***** Data in this exercise

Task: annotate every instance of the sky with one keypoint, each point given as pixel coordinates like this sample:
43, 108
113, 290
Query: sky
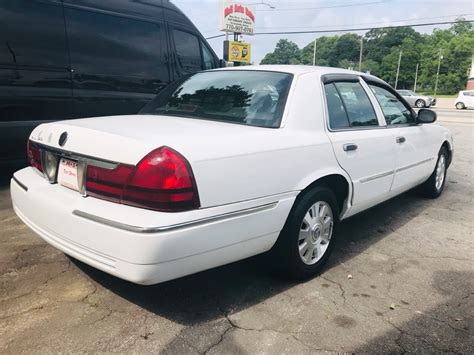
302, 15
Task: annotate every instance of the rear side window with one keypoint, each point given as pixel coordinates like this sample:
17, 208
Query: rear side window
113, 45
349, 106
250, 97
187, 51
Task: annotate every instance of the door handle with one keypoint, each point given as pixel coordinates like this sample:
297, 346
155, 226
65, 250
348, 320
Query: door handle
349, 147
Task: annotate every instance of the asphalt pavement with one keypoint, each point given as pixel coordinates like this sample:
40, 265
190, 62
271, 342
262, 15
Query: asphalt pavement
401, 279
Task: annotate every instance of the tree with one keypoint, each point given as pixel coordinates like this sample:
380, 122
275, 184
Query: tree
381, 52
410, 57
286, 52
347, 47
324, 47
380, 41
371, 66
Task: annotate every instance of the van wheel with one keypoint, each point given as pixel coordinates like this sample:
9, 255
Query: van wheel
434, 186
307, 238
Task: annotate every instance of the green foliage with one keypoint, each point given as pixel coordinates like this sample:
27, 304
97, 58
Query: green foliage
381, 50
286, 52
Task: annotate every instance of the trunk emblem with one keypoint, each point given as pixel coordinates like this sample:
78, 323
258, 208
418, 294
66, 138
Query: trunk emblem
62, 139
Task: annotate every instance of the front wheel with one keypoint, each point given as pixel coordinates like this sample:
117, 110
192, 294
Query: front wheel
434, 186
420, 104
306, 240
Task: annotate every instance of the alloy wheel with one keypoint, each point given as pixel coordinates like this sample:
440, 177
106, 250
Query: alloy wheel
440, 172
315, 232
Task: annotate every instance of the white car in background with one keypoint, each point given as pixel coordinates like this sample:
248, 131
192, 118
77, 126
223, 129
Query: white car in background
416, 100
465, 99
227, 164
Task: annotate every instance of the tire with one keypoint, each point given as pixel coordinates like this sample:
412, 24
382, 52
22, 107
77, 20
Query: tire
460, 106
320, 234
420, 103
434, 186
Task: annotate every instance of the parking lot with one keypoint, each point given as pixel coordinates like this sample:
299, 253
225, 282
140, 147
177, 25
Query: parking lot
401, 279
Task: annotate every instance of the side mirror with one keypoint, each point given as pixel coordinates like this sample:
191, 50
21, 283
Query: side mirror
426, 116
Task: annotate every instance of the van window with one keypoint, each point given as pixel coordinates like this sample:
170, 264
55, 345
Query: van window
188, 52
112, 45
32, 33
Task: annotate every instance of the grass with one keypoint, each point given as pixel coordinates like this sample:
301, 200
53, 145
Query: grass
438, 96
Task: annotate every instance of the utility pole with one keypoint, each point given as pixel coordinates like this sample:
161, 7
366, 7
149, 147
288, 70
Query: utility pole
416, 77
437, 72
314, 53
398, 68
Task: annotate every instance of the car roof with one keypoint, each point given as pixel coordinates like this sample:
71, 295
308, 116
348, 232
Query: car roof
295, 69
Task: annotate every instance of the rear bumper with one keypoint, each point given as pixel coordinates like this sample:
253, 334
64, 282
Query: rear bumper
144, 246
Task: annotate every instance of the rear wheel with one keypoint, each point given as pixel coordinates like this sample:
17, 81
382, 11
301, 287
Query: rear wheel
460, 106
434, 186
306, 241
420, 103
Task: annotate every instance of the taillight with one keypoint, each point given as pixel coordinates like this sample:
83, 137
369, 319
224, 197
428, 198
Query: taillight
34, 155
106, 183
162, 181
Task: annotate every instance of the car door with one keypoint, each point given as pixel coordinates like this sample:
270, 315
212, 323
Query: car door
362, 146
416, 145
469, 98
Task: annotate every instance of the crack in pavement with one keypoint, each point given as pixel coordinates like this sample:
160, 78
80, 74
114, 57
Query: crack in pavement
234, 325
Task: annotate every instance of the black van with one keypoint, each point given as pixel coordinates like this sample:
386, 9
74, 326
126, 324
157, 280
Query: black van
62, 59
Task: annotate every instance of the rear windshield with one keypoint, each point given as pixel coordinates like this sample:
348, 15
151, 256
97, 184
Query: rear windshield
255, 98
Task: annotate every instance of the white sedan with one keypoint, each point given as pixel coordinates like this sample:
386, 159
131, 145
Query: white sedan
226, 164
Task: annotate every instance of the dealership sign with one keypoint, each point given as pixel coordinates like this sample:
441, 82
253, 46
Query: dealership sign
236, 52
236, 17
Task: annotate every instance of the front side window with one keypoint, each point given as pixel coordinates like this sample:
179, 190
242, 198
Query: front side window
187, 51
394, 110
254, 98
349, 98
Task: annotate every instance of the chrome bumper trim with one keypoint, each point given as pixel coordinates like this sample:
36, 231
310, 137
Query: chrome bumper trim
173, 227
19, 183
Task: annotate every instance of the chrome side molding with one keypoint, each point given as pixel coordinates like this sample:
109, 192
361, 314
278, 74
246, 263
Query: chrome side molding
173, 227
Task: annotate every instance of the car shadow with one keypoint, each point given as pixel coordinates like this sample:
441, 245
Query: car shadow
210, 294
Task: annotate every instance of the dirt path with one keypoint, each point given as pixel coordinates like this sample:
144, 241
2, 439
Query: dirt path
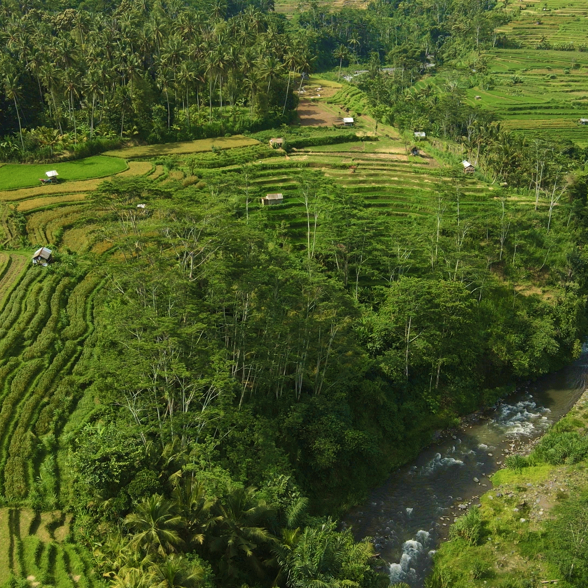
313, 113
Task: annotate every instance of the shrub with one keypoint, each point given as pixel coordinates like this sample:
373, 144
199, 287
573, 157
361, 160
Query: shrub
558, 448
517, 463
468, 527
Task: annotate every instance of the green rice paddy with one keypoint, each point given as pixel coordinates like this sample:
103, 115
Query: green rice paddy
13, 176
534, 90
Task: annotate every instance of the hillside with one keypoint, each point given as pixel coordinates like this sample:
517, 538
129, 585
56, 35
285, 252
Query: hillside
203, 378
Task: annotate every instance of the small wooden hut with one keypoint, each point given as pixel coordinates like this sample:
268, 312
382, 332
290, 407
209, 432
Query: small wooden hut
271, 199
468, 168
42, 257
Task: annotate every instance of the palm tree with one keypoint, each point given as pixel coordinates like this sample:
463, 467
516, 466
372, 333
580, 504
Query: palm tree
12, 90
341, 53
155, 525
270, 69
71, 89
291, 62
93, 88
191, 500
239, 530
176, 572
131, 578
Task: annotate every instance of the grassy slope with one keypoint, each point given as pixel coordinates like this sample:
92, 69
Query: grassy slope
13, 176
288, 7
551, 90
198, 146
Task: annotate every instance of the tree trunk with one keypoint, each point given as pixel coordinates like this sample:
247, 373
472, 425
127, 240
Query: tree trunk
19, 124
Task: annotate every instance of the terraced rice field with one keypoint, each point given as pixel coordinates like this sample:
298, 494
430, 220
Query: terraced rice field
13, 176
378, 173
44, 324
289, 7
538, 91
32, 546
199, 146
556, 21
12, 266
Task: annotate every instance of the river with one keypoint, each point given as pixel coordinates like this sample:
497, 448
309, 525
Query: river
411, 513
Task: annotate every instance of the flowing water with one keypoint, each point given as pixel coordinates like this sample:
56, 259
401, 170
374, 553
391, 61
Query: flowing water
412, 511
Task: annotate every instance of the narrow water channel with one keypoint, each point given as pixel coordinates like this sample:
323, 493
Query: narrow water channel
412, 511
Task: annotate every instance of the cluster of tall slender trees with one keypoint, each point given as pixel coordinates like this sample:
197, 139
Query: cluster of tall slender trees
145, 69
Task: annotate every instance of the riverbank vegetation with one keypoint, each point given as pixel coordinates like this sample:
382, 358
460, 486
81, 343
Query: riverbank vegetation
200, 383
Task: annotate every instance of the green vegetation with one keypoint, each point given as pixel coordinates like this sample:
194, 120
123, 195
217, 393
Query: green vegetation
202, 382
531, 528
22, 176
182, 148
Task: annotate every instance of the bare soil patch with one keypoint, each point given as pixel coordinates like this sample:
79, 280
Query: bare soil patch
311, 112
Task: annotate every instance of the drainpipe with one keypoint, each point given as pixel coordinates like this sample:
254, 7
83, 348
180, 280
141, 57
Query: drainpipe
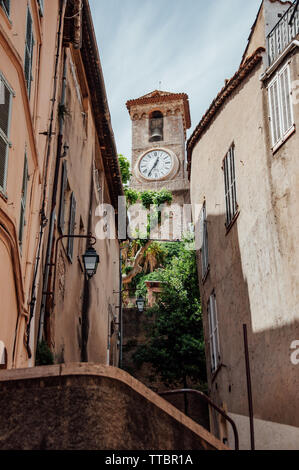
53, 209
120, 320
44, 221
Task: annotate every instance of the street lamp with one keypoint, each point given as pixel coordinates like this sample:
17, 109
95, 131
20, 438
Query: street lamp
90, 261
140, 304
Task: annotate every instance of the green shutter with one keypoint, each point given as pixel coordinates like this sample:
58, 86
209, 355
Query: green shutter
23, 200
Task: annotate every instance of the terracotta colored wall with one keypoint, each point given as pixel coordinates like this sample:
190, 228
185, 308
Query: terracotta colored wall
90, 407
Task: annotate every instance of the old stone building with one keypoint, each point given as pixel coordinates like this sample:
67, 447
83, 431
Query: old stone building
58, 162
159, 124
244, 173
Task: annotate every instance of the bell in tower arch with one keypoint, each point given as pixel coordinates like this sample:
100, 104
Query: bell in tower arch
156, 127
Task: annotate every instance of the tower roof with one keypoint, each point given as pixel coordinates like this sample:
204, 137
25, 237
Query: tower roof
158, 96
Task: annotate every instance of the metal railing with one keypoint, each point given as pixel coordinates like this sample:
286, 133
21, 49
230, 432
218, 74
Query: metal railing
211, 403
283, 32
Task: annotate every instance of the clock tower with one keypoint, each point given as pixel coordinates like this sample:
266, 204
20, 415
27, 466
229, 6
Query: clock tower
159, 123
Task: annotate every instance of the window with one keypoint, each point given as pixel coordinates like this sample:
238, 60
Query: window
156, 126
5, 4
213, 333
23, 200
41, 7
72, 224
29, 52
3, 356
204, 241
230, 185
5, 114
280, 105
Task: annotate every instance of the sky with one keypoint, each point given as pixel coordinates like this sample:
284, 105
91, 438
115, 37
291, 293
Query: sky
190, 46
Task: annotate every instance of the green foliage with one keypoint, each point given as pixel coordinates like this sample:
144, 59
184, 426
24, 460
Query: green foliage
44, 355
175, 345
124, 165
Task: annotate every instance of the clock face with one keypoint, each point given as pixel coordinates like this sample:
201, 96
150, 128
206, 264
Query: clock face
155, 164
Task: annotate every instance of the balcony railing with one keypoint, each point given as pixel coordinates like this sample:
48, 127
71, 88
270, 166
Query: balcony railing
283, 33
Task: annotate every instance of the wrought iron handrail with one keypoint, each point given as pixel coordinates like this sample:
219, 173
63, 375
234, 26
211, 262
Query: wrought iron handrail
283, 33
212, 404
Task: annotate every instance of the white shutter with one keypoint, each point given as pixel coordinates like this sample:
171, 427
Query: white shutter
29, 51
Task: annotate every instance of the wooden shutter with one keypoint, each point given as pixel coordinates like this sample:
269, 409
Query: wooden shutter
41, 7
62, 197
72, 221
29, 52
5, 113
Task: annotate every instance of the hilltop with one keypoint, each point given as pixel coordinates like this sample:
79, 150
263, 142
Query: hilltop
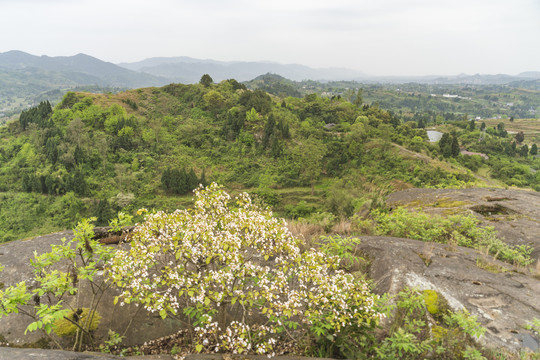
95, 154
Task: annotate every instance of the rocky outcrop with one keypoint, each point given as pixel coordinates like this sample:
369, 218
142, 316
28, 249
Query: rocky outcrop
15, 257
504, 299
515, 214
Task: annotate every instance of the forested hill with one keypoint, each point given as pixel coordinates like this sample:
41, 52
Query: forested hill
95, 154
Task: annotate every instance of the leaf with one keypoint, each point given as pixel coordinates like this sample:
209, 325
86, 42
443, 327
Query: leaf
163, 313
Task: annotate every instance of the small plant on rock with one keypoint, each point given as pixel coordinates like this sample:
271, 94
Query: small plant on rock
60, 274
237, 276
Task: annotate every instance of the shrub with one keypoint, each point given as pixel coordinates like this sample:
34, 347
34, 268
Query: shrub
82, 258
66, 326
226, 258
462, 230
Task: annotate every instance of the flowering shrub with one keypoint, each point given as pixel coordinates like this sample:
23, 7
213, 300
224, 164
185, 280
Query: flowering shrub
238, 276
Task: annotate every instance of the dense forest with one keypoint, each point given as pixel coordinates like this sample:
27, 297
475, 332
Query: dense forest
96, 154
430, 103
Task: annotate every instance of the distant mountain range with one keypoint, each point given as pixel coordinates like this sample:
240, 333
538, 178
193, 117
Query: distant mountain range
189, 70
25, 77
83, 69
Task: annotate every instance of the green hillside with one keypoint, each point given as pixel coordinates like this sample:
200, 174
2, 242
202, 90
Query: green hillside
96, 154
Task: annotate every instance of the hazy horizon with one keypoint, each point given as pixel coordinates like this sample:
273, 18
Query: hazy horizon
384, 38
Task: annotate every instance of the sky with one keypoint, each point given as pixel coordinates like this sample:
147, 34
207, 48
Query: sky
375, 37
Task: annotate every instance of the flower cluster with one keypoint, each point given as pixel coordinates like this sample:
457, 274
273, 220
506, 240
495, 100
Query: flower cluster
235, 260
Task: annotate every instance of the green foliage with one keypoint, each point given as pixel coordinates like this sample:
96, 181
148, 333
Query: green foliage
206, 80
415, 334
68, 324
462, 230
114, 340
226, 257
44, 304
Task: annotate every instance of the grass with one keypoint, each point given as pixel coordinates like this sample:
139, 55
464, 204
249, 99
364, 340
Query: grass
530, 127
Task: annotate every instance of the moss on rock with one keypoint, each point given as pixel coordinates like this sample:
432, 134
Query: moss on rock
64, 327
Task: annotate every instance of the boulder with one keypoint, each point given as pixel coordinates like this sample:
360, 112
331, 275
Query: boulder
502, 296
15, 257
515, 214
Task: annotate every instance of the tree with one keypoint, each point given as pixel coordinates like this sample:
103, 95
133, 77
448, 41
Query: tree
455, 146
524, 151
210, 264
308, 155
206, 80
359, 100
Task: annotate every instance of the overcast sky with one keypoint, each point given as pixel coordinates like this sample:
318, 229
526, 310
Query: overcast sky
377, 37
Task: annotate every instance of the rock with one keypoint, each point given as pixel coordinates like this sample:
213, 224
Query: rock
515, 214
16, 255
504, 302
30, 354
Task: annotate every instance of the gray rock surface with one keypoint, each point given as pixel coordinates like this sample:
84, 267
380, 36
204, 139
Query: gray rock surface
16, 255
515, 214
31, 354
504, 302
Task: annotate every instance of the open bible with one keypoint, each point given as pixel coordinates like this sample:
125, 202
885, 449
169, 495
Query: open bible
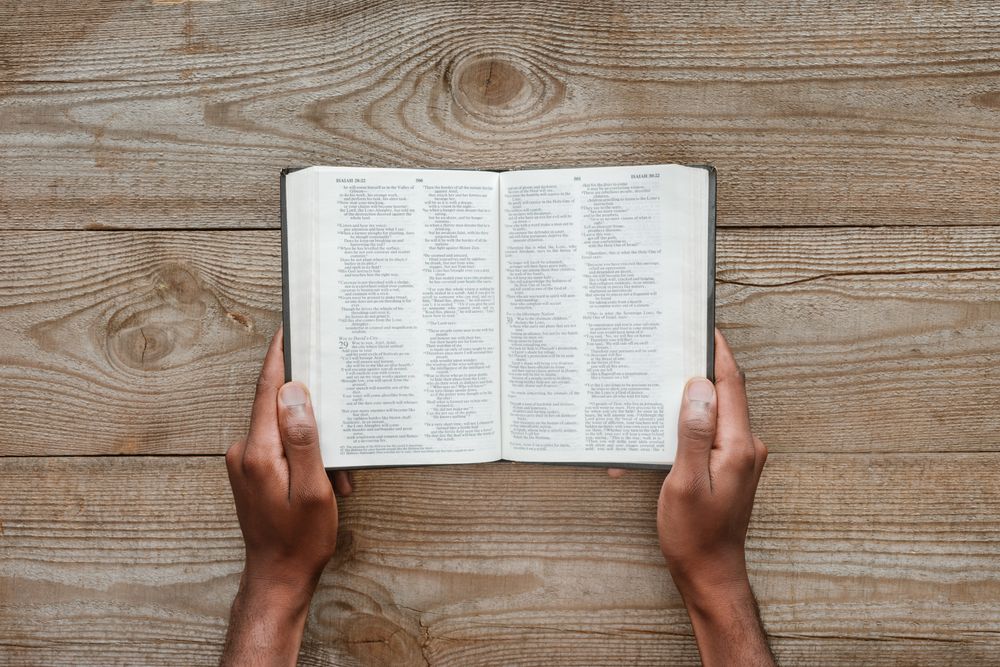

**********

• **Directive**:
Every line from the one containing "Task: annotate every instance of the moss" through the end of the listing is to be copied exactly; the pictures are not.

• **Result for this exercise**:
Task: annotate every instance of the moss on rock with one keypoint, each point given as pixel coordinates like this sample:
432, 134
Query: moss on rock
64, 327
Task: annotate every instance of the boulder with one keypoint, each point given as pixel coordinates like this sample:
360, 112
331, 275
Query: boulder
502, 296
15, 257
515, 214
Task: annotate every instance of the tree with one keypoint, each point given as pixel coordinates like this sample:
103, 95
133, 77
448, 41
Query: tree
455, 146
524, 151
210, 264
308, 155
206, 80
359, 100
Task: annotate every instance of the overcast sky with one keypoint, each point given as pixel coordinates like this sample:
318, 229
526, 310
Query: overcast sky
377, 37
Task: annotate every instance of the rock with one keypoint, each point given as pixel coordinates like this sample:
213, 224
Query: rock
515, 214
16, 255
504, 302
30, 354
Task: annotate every instance of the gray rock surface with one keypoint, each point given as pixel coordinates like this sample:
84, 267
380, 36
204, 139
Query: gray rock surface
16, 255
515, 214
31, 354
504, 302
Task: annotate every instance of the open bible with one keypoint, each point given as pixel coordinates like this sample:
125, 202
885, 449
169, 495
Query: open bible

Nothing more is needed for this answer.